Records from a collection:
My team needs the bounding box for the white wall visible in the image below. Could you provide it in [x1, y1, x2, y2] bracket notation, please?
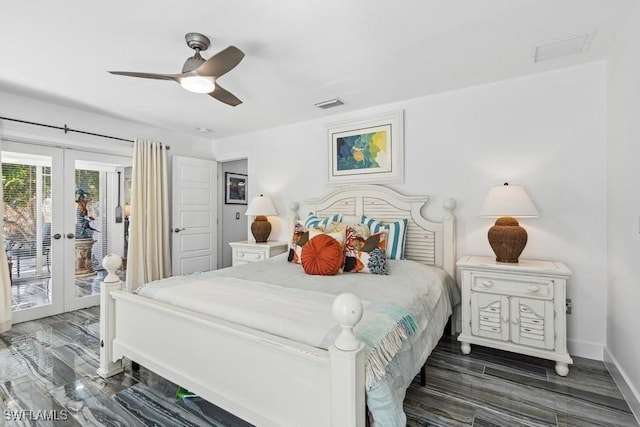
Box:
[0, 92, 212, 158]
[606, 0, 640, 418]
[218, 159, 251, 268]
[214, 62, 606, 359]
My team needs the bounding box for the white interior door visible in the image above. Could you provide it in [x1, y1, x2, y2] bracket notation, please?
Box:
[64, 150, 131, 311]
[0, 141, 66, 323]
[171, 156, 218, 276]
[2, 142, 131, 323]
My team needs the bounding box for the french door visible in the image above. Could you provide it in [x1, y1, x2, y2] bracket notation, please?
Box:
[2, 141, 131, 323]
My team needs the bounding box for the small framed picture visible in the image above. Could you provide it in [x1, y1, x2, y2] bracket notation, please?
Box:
[224, 172, 247, 205]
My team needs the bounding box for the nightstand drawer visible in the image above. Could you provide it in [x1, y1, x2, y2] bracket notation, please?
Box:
[233, 249, 266, 262]
[229, 240, 287, 266]
[470, 272, 554, 300]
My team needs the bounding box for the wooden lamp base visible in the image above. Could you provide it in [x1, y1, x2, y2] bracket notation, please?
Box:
[488, 216, 527, 263]
[251, 215, 271, 243]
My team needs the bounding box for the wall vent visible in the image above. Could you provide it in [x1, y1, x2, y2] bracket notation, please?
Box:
[533, 32, 595, 62]
[313, 98, 344, 110]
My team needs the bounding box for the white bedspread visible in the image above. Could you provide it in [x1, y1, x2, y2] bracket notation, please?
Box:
[137, 256, 459, 426]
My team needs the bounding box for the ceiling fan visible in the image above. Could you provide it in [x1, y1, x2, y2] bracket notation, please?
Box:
[109, 33, 244, 107]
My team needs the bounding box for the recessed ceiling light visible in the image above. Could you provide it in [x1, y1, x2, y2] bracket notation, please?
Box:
[313, 98, 344, 110]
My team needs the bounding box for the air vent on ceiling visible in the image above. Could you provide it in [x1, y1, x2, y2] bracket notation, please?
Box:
[533, 31, 595, 62]
[313, 98, 344, 110]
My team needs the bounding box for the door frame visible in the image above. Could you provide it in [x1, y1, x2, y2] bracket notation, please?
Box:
[2, 142, 132, 323]
[1, 139, 65, 323]
[64, 149, 133, 312]
[170, 155, 218, 276]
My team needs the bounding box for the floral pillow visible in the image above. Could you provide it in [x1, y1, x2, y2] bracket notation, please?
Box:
[287, 222, 316, 264]
[360, 215, 409, 259]
[344, 226, 389, 274]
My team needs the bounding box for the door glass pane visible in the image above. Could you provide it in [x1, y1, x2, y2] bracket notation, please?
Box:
[2, 152, 53, 311]
[75, 168, 103, 298]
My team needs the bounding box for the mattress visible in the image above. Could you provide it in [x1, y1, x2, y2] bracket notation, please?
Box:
[137, 255, 459, 427]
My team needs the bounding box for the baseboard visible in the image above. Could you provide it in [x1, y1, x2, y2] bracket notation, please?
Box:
[567, 340, 604, 360]
[604, 348, 640, 424]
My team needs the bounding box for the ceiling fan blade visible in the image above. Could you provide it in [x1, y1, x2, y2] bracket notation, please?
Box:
[209, 82, 242, 107]
[194, 46, 244, 77]
[109, 71, 181, 81]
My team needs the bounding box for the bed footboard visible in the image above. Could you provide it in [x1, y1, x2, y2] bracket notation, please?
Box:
[98, 255, 365, 427]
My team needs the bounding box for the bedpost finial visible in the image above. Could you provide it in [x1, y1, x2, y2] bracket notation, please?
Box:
[102, 254, 122, 283]
[442, 198, 458, 213]
[331, 293, 362, 351]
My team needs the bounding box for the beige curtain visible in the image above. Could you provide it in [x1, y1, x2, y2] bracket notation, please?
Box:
[127, 139, 171, 291]
[0, 138, 11, 332]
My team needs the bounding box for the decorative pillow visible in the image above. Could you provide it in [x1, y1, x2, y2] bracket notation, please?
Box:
[344, 227, 389, 274]
[304, 212, 342, 228]
[300, 233, 344, 276]
[325, 218, 371, 239]
[287, 222, 309, 264]
[360, 215, 409, 259]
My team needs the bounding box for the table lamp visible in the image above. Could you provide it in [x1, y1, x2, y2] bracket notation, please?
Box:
[245, 194, 278, 243]
[480, 182, 538, 263]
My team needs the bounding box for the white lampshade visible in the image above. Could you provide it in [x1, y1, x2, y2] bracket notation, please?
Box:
[480, 183, 538, 218]
[245, 194, 278, 216]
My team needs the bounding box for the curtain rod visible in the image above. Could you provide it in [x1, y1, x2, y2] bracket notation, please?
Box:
[0, 116, 171, 150]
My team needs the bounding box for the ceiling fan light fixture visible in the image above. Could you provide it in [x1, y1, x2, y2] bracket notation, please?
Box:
[180, 76, 216, 93]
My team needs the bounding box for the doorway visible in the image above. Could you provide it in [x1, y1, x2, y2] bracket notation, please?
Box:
[2, 141, 131, 323]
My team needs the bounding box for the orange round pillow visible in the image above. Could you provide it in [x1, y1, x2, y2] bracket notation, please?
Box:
[300, 234, 344, 276]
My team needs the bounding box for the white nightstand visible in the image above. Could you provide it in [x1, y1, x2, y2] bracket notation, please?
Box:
[457, 256, 573, 376]
[229, 240, 288, 267]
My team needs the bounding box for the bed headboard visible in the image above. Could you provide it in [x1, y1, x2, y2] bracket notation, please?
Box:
[293, 185, 457, 278]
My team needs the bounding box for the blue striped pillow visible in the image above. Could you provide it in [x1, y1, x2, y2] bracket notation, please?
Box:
[304, 212, 342, 228]
[360, 215, 409, 259]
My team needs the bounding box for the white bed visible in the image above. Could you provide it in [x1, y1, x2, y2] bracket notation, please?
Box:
[99, 186, 456, 427]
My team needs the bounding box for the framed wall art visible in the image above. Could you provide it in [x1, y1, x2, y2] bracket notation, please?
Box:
[328, 110, 404, 184]
[224, 172, 247, 205]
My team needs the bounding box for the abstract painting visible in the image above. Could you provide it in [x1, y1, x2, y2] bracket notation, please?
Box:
[329, 111, 404, 183]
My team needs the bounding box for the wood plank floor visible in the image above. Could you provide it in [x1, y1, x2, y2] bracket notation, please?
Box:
[0, 307, 638, 427]
[404, 336, 638, 427]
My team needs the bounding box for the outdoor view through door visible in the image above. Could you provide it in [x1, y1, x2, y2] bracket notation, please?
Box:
[2, 145, 129, 321]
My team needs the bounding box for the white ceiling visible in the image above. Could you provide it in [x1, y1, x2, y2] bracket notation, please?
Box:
[0, 0, 638, 139]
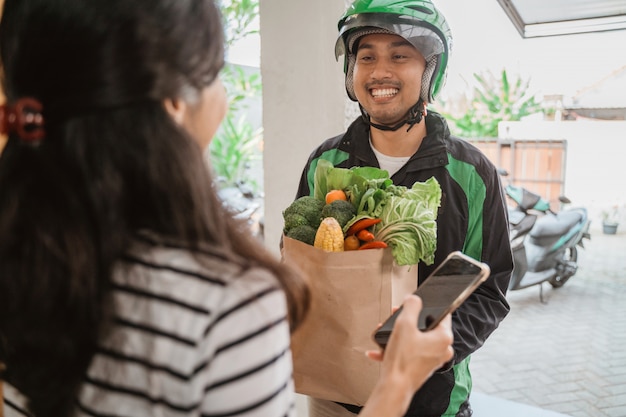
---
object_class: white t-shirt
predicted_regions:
[370,139,411,177]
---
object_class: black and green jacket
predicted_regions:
[297,112,513,417]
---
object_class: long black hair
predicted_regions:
[0,0,308,417]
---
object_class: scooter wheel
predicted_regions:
[548,246,578,288]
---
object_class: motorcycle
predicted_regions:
[501,171,591,302]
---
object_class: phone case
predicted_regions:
[373,251,490,348]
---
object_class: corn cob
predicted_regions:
[313,217,343,252]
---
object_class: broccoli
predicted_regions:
[287,224,317,245]
[322,200,356,228]
[283,213,310,233]
[283,196,324,229]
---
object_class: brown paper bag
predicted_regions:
[282,237,417,405]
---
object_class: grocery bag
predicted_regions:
[282,237,417,405]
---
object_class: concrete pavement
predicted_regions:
[471,227,626,417]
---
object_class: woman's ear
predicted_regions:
[163,98,187,125]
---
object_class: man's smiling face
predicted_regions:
[354,34,426,126]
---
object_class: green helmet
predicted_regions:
[335,0,452,102]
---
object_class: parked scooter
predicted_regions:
[501,171,591,302]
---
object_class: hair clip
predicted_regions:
[0,97,45,142]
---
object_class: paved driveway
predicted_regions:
[471,229,626,417]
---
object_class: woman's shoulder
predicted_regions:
[115,231,281,308]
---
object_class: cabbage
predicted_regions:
[374,177,441,265]
[313,159,441,265]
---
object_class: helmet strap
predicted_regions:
[359,98,426,132]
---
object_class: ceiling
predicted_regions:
[498,0,626,38]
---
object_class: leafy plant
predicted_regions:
[210,116,262,192]
[219,0,259,46]
[209,0,262,195]
[440,70,542,138]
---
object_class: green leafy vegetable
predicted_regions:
[374,178,441,265]
[314,160,441,265]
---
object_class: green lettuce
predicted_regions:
[374,177,441,265]
[313,159,441,265]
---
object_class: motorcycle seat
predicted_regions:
[530,210,583,238]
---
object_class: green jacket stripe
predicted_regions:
[447,155,487,260]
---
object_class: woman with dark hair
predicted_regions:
[0,0,452,417]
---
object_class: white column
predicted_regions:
[260,0,345,253]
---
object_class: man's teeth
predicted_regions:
[372,88,398,97]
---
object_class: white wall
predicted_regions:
[260,0,626,250]
[499,120,626,228]
[434,0,626,95]
[260,0,345,251]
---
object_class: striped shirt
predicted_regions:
[5,236,296,417]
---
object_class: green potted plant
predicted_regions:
[602,206,619,235]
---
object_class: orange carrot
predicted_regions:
[346,217,380,236]
[356,229,374,242]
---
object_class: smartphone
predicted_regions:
[374,251,491,348]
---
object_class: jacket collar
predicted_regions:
[339,111,450,171]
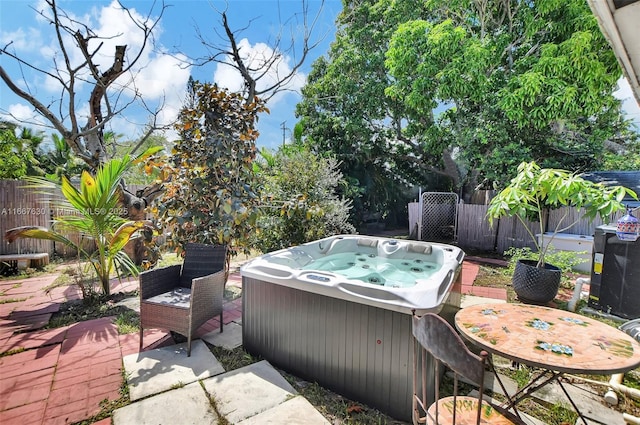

_Problem details_. Rewrite the part of the material that opens with the line containing "My team needs the bounding box for the white interior" and closes with the line containing "[109, 33, 244, 107]", keeping the requests. Shift every bounding-box coordinate in the answers by adding -77 to it.

_Output for this task_.
My team needs the bounding box for the white interior door visible in the image above. Could you provide it in [x1, y1, x2, y2] bracket notation, please?
Box:
[-13, 73, 54, 234]
[-77, 64, -11, 246]
[94, 79, 141, 199]
[-75, 65, 54, 246]
My team needs the bounding box for the french door visible in the image above. Could you provide it in [x1, y1, x2, y2] bracket notation, please?
Box:
[-75, 64, 54, 246]
My team needs the bounding box for the small framed picture visible in the image above. Could you provide it in [x1, y1, x2, y2] bracket notation, please?
Box:
[147, 95, 170, 128]
My team needs the bounding box for the nightstand drawer visible in the image above. Could you provide it in [x1, y1, x2, y2] bracket notation, please?
Box:
[156, 172, 189, 185]
[152, 163, 210, 189]
[393, 195, 477, 223]
My team needs the bounding box for the wooden lamp base visible in the image above. Could you provide it in [x1, y1, x2, y2] bracket notation, please?
Box:
[411, 139, 450, 186]
[174, 138, 194, 166]
My team needs the bounding box for the wall vent visible in the image above. Could you provide it in [x1, y1, x2, y2] bracket notation, please?
Box:
[456, -45, 518, -15]
[236, 21, 267, 33]
My team needs the bounding box for the white bedspread visible in the image above. Could you provide it in [x1, y1, x2, y2] bracket notation, please?
Box:
[60, 179, 382, 349]
My team needs the bounding box for the ceiling fan visible in the image above. Could you provide it in [x1, y1, x2, y2] bracket notation, please?
Box:
[32, -44, 167, 30]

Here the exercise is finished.